Prompt.
In the records below, switch every "grate" to "grill" and write the lines out again with nothing else changed. Leave the pictures out.
──────
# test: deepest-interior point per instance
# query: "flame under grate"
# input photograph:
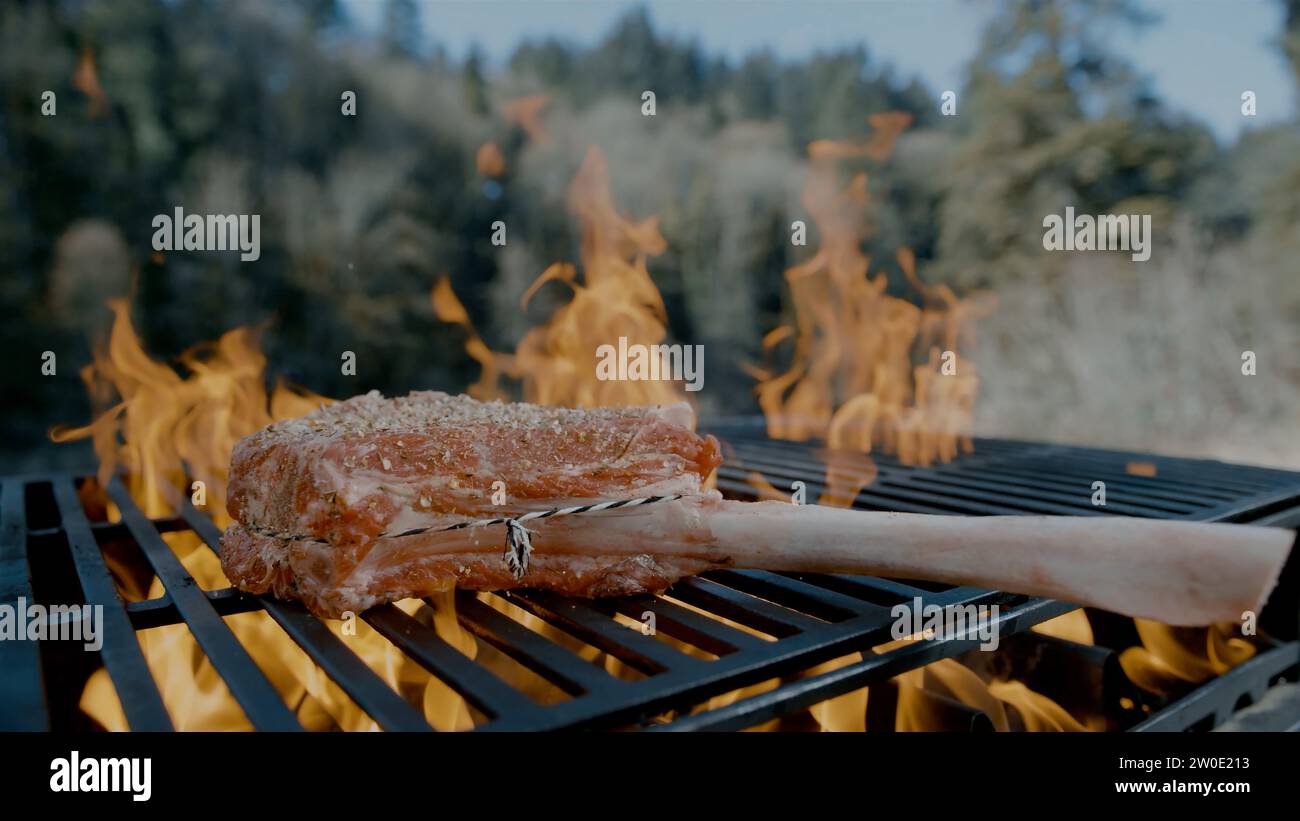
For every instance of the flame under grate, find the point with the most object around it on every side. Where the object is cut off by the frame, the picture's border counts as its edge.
(811, 618)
──────
Full solution.
# test: deepest-interior point per instance
# query: "flame under grill"
# input photograph:
For every instance of the flame under grill, find the point with the most object around it on every side. Where the object is cut off by the frame, the picture's border counts as its edge.
(811, 618)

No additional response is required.